Collected data
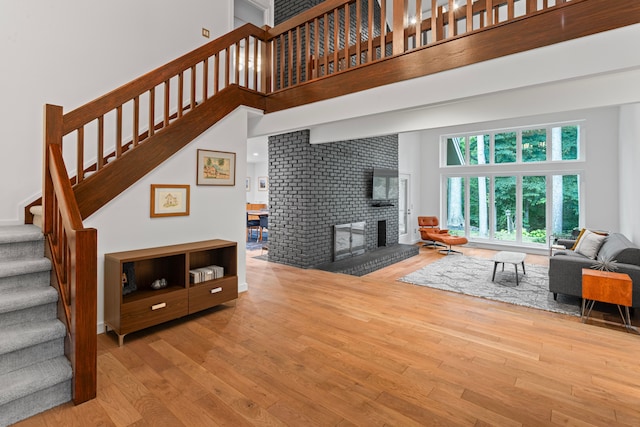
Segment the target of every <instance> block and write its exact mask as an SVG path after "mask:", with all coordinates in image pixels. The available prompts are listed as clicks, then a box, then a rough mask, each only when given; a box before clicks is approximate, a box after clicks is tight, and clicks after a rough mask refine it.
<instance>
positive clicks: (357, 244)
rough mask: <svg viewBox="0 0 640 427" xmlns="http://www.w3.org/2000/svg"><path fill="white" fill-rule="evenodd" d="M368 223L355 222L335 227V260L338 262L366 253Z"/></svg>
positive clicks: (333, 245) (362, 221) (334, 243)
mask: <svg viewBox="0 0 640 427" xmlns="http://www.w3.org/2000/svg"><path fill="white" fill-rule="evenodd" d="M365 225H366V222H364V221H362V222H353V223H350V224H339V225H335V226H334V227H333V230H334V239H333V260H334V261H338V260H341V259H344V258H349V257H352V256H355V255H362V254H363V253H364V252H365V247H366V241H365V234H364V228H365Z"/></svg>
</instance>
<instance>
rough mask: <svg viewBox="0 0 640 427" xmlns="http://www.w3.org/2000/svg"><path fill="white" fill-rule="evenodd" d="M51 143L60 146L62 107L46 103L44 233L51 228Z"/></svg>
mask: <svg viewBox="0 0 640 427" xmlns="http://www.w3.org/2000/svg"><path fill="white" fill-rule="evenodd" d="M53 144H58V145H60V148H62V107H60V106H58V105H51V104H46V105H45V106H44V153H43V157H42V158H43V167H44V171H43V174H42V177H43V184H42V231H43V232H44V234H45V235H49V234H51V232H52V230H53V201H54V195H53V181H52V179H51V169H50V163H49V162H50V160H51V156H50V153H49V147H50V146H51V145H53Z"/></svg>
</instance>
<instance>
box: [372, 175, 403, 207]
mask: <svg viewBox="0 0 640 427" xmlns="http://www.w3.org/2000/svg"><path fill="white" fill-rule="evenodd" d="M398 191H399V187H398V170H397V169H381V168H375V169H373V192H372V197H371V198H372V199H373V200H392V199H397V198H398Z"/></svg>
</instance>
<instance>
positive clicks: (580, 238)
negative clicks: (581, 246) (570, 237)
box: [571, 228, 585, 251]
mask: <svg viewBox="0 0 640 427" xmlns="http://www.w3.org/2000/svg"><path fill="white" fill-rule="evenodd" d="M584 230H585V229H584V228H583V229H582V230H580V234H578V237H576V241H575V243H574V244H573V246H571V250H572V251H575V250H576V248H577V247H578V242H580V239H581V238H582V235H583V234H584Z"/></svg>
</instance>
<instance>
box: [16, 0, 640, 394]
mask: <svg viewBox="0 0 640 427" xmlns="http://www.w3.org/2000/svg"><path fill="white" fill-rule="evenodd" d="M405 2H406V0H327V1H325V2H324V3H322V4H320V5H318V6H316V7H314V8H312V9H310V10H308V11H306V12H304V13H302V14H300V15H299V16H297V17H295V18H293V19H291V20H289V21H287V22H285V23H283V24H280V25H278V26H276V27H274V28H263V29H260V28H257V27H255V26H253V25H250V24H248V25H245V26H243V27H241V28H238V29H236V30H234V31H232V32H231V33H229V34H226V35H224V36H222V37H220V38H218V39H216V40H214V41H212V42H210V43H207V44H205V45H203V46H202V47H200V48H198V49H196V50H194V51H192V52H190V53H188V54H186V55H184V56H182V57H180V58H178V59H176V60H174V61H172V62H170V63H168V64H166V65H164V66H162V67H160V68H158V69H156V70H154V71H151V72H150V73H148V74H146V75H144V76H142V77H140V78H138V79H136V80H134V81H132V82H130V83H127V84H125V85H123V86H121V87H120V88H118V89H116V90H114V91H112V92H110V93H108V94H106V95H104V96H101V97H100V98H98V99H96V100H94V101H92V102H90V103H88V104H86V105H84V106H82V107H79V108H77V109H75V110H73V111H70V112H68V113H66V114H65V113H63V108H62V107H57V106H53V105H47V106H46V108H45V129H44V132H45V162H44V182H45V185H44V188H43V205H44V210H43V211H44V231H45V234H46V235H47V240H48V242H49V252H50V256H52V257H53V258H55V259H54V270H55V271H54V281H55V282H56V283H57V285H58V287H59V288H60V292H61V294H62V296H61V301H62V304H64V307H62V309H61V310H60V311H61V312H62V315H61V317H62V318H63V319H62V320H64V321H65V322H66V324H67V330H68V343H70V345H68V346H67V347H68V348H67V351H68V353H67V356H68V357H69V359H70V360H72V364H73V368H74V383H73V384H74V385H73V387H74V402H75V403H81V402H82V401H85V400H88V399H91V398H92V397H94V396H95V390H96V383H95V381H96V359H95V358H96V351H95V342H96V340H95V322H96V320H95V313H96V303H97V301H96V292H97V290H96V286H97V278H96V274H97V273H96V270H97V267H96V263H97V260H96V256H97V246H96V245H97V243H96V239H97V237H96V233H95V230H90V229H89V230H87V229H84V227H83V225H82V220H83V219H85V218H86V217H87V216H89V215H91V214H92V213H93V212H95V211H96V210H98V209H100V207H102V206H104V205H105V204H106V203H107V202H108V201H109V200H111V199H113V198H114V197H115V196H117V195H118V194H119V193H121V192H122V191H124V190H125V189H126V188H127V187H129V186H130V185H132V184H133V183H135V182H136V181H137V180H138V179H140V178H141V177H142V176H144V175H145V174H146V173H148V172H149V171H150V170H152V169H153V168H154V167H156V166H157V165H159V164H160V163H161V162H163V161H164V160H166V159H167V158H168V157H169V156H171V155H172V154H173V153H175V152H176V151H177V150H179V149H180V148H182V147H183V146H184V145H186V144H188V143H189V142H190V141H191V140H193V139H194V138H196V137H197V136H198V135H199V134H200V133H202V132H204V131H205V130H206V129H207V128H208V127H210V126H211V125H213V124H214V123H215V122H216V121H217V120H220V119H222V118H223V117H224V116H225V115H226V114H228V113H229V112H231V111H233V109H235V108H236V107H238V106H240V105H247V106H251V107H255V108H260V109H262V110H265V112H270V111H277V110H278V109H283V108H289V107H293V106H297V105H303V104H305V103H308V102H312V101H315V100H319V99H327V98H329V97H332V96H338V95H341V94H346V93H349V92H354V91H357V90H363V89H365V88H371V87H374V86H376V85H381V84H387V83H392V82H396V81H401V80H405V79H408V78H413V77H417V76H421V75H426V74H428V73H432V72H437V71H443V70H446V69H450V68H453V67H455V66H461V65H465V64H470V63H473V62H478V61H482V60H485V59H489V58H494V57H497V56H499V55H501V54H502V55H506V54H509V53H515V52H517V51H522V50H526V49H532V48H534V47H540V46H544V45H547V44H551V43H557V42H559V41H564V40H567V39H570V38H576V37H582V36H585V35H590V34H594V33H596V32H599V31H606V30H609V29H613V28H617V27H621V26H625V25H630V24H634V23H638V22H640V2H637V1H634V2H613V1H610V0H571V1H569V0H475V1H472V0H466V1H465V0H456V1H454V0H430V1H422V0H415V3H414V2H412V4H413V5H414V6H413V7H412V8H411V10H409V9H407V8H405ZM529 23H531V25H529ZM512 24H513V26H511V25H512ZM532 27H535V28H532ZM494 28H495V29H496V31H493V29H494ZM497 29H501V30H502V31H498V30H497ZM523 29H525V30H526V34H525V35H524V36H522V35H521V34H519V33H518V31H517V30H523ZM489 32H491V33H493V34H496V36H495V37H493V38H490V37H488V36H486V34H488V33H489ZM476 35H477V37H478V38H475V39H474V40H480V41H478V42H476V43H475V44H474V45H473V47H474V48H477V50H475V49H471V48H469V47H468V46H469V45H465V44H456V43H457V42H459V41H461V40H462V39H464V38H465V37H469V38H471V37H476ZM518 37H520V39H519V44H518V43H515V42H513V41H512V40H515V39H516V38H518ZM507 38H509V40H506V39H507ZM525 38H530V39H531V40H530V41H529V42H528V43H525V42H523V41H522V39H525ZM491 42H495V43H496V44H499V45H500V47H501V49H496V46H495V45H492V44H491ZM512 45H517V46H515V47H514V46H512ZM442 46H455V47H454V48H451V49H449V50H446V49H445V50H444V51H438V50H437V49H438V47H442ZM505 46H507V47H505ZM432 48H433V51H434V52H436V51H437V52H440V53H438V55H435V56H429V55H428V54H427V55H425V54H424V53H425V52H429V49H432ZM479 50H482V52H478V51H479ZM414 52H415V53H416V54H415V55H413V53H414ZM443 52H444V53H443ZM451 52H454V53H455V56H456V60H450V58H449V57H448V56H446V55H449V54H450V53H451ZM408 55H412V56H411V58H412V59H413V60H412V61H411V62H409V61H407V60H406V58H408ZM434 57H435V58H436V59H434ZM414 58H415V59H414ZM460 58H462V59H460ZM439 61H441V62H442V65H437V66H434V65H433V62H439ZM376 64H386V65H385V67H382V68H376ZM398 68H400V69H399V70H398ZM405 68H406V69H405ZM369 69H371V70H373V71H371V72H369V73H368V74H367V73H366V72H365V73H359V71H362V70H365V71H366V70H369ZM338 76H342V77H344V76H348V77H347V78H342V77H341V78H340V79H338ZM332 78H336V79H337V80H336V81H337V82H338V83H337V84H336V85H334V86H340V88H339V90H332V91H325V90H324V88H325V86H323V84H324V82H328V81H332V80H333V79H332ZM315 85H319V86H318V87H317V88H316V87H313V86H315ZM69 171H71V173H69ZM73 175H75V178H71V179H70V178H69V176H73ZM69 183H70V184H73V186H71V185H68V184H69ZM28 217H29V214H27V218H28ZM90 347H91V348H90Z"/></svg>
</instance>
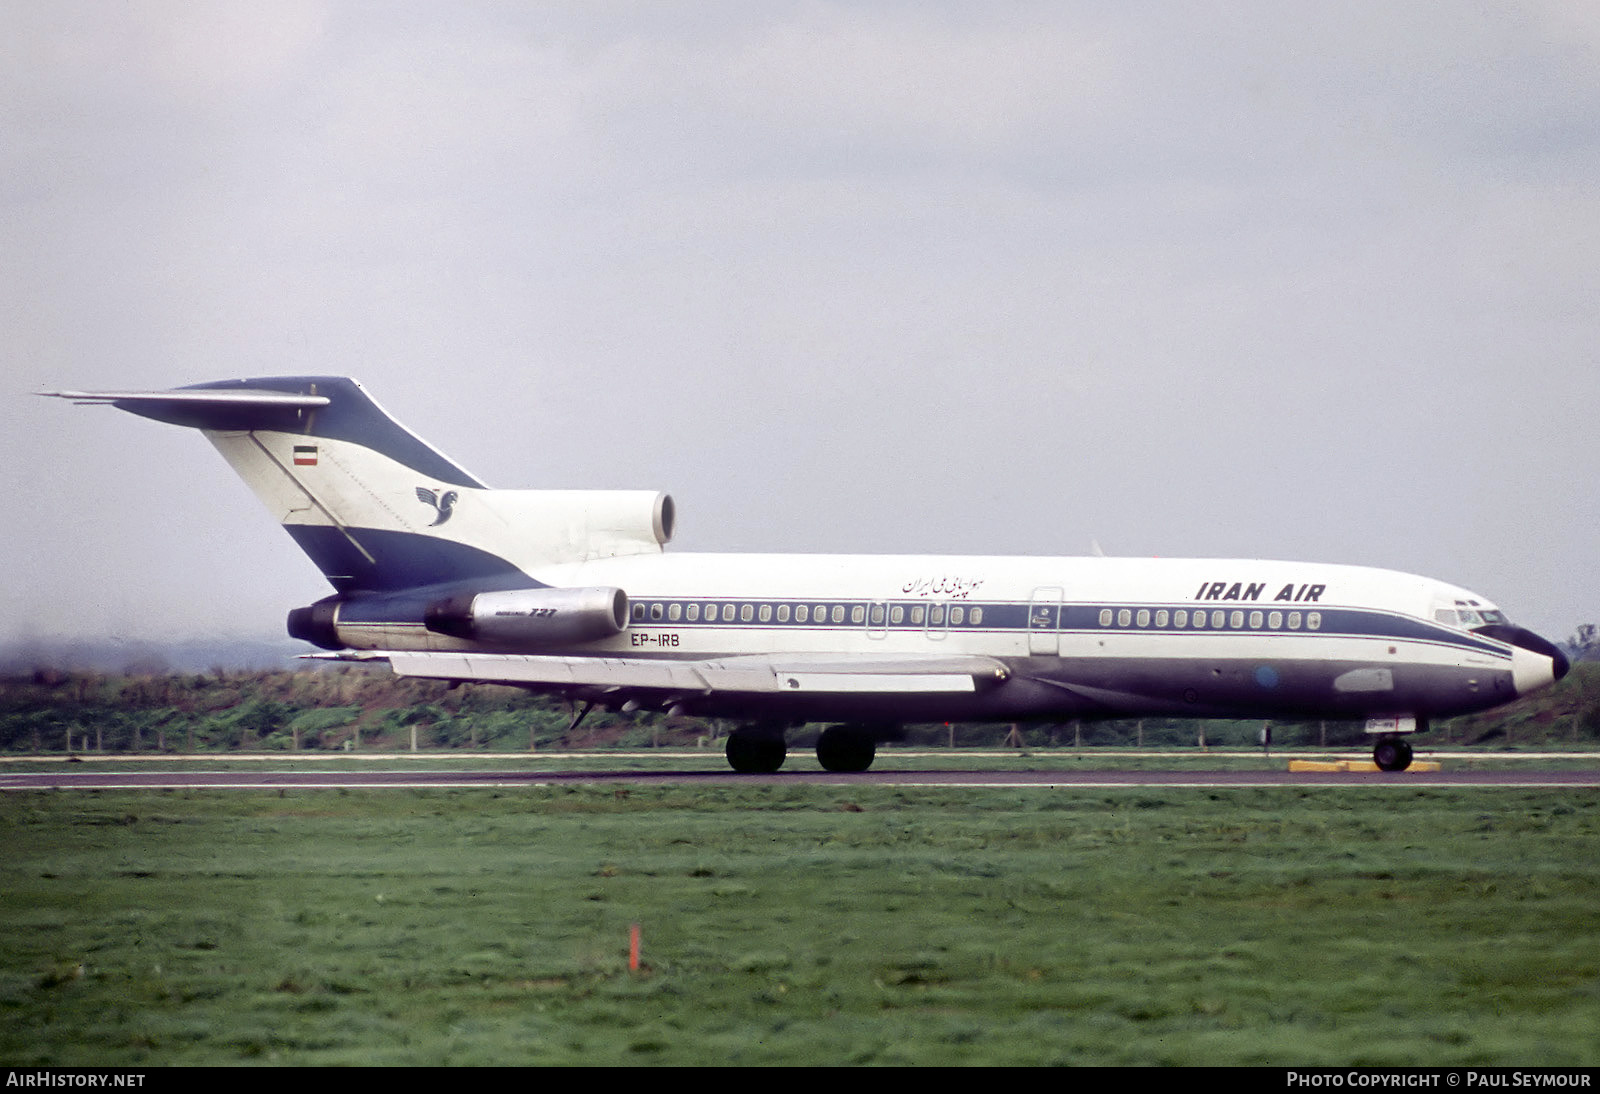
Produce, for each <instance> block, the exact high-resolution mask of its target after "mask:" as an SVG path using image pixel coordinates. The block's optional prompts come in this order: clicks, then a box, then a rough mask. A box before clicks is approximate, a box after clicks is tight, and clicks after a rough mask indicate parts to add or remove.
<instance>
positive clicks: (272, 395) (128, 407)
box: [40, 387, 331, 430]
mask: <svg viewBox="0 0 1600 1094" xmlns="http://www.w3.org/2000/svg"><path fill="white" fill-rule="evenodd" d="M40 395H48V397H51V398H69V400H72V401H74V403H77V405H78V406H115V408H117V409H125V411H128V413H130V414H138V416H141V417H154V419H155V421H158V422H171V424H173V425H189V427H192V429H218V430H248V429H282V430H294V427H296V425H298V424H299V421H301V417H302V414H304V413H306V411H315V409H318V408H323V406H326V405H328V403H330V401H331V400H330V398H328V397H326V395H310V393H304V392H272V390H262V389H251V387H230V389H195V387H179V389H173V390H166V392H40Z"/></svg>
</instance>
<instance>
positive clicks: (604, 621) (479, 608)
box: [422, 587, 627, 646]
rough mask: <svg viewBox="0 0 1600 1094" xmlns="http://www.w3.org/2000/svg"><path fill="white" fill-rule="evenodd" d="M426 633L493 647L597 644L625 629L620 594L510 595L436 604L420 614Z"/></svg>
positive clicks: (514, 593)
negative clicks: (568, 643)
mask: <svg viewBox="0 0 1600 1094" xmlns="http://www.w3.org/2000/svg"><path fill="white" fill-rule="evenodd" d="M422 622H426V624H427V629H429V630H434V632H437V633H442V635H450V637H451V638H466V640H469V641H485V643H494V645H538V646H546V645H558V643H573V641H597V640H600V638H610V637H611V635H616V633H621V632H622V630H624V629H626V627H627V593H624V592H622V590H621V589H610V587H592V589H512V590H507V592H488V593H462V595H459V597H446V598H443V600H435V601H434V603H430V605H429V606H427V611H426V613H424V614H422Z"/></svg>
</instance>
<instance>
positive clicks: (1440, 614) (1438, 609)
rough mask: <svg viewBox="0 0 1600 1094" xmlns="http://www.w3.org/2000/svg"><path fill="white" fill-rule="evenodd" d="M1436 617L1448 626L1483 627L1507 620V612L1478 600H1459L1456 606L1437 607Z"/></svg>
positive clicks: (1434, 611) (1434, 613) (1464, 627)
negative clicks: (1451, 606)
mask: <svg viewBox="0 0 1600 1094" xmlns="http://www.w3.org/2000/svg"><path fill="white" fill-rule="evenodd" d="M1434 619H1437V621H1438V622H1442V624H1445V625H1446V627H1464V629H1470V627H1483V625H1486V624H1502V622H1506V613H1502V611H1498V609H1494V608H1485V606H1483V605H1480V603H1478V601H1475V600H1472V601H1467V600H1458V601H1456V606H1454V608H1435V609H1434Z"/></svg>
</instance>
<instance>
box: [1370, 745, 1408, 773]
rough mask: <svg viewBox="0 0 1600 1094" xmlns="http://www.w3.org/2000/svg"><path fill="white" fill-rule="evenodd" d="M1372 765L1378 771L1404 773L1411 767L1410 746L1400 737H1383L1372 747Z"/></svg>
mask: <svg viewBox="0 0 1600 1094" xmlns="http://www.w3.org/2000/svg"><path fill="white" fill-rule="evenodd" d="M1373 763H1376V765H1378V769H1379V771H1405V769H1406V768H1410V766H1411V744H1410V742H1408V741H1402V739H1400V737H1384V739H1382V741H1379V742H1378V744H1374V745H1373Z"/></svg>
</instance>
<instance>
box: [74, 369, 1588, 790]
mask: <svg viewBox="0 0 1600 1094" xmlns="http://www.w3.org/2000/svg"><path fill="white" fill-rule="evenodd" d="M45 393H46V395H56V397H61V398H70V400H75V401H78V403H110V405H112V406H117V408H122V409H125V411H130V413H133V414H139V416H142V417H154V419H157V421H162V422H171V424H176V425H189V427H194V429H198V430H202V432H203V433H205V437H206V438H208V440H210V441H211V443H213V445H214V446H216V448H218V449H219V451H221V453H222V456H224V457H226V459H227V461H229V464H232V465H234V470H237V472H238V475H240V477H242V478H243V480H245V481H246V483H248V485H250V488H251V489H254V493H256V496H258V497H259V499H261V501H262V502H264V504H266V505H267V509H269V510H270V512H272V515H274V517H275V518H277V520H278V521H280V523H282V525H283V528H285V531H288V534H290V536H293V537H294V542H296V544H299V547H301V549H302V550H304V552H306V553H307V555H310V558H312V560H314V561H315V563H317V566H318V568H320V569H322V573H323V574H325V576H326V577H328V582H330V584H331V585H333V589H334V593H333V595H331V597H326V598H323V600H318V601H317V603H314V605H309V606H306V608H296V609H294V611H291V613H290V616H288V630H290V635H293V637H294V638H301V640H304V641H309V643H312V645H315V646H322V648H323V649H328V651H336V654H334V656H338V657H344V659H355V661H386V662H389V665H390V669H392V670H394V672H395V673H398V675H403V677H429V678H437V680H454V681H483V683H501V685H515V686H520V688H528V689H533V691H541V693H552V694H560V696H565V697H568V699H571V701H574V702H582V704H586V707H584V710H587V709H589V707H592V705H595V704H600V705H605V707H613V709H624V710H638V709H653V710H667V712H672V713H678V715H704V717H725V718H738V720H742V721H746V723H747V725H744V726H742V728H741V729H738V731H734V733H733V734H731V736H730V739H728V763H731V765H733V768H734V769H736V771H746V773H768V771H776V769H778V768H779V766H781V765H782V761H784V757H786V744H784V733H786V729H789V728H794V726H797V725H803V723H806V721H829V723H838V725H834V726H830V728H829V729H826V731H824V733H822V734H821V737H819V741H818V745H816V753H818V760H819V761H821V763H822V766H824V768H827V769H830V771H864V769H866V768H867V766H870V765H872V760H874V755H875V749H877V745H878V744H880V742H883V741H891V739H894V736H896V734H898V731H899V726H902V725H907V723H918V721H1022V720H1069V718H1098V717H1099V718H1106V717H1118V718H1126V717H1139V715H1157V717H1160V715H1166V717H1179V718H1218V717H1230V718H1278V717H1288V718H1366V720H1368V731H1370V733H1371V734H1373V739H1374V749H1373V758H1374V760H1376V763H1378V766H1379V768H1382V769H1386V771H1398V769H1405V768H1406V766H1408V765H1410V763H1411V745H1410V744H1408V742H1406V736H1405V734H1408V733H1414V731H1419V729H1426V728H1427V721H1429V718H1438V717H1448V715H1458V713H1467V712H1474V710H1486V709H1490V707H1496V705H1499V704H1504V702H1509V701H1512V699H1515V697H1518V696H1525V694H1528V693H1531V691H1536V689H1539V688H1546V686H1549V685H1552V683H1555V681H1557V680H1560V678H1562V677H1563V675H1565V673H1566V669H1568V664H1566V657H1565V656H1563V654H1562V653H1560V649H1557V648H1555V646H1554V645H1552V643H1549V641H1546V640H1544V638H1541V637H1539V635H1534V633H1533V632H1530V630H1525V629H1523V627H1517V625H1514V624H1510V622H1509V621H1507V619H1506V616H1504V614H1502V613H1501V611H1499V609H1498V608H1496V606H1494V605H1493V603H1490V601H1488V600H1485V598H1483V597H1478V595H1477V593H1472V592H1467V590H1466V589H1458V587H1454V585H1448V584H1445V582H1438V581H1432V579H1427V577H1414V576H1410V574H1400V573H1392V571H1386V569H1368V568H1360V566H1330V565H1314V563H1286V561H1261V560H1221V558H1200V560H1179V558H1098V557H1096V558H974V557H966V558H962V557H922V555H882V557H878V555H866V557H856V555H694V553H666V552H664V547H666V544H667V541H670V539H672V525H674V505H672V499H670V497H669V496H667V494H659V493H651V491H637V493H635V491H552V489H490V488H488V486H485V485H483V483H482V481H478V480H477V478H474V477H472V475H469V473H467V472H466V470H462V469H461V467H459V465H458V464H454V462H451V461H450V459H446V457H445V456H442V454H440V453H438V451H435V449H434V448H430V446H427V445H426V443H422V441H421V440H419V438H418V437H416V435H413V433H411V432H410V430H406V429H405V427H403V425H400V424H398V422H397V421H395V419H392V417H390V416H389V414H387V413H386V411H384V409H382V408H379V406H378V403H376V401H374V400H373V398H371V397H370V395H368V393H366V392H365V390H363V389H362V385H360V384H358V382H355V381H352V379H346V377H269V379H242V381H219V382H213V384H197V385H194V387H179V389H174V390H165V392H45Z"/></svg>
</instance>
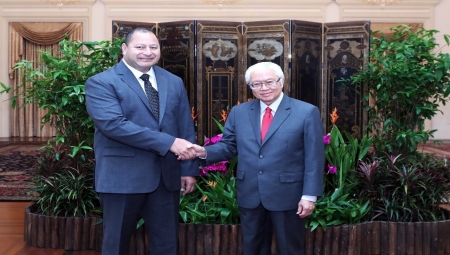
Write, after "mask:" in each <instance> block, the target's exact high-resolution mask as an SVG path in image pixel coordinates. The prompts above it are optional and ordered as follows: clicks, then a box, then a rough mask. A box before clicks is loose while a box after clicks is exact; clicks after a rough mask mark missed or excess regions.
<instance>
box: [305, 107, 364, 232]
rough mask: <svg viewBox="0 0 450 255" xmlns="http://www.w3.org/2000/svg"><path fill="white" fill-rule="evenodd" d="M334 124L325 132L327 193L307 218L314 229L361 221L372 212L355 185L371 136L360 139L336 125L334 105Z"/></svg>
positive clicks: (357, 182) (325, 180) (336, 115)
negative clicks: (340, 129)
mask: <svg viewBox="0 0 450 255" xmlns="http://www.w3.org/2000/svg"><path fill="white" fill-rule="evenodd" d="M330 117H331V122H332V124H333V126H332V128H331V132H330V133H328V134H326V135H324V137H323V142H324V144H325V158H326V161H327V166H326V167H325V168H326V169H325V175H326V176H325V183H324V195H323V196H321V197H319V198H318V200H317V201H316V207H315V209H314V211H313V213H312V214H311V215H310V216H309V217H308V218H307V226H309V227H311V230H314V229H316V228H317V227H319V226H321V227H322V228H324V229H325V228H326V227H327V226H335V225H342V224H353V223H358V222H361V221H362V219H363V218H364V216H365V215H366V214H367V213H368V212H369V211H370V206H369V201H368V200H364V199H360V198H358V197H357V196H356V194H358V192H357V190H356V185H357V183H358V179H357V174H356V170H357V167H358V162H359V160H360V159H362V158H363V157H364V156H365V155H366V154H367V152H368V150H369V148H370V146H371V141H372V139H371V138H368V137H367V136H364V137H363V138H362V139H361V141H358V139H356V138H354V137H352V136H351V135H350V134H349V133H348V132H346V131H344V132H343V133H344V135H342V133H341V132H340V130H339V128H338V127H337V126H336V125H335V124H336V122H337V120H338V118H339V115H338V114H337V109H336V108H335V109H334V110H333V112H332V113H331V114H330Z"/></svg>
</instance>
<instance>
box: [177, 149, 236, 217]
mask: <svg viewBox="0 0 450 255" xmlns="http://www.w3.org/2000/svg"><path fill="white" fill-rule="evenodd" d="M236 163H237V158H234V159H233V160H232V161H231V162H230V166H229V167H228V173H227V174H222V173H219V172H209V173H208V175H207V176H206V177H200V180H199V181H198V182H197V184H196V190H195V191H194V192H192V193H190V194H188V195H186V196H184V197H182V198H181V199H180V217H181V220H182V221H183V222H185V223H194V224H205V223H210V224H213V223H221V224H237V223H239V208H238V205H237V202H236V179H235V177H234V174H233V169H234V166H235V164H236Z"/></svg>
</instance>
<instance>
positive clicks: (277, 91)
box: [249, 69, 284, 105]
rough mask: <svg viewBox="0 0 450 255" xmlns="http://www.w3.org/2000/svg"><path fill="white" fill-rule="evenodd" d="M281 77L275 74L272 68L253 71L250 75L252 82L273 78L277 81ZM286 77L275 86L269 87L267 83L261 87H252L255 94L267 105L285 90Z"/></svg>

◆ Work instructions:
All lines with the word "high" must be located in the data and copied.

◆ Result of this task:
Produce, for each <instance> block, the exact high-resolution mask of its target after "mask:" as an SVG path using image pixel coordinates. The block's optional prompts come in this order: clicks, then a box, then a rough mask. A box before clicks is approximate, a box after clicks is tight, and clicks after a rough mask indicate parts to add or remove.
Write, after "mask:" in each <instance> block, the target's exact high-resolution mask as an SVG path in image pixel coordinates. The prompts above it are optional and ordered as follows: clicks, then a box, then a rough mask. A box before clicks is loose while a box after clicks is exact; clicks after a rough mask mark missed or excess regions.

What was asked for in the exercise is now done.